Exercise instructions: Copy the data from the line that contains "Exercise. Point out each instance of the metal" through the end, substituting "steel barrier" for "metal barrier" and leaving everything else unchanged.
>> START Entries provided
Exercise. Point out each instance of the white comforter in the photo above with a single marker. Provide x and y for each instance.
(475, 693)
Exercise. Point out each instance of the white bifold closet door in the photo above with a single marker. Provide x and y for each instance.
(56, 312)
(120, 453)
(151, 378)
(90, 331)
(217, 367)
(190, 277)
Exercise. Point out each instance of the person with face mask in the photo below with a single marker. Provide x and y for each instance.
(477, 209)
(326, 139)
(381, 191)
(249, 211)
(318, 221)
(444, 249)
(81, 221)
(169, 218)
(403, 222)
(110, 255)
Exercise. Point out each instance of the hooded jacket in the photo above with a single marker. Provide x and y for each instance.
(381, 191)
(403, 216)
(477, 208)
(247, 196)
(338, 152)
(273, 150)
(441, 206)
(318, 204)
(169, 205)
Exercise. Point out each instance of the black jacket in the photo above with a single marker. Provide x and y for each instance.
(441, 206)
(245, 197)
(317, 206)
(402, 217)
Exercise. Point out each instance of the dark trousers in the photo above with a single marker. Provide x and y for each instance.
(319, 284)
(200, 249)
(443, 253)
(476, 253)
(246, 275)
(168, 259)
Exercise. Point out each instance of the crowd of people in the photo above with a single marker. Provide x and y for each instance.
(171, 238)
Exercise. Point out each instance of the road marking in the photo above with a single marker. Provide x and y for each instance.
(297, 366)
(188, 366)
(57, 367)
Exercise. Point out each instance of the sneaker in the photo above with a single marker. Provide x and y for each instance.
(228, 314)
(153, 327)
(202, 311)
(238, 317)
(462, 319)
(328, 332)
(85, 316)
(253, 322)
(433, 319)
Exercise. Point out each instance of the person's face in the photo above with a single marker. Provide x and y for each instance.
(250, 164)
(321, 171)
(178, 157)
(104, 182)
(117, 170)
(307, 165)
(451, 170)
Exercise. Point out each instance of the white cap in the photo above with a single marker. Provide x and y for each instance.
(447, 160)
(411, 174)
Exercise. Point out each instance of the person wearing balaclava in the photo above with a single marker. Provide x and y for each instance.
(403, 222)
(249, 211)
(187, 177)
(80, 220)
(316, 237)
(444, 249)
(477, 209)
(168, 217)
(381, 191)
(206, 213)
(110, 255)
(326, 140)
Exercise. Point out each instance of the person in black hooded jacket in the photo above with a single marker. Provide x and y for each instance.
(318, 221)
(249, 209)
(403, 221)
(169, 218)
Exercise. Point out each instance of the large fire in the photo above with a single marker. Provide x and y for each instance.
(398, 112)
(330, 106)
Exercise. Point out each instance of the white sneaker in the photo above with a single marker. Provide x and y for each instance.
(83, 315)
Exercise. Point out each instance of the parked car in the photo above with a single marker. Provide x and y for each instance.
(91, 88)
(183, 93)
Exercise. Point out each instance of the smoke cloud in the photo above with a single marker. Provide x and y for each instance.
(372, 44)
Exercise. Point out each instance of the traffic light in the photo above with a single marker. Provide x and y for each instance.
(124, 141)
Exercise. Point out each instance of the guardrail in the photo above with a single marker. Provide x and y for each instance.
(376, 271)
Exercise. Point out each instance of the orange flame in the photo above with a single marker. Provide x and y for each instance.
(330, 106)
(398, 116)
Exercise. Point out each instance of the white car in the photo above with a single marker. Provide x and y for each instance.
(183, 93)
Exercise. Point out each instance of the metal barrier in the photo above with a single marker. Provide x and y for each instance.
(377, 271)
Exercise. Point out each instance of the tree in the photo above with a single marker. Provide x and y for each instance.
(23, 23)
>> END Entries provided
Exercise result:
Exercise. Point out each instance of the steel barrier in the photo above with a single marker. Provide x and y for each instance.
(377, 271)
Exercise. Point out each instance of the tree in the photo above with a single marker. Provide x and y for each instance.
(23, 23)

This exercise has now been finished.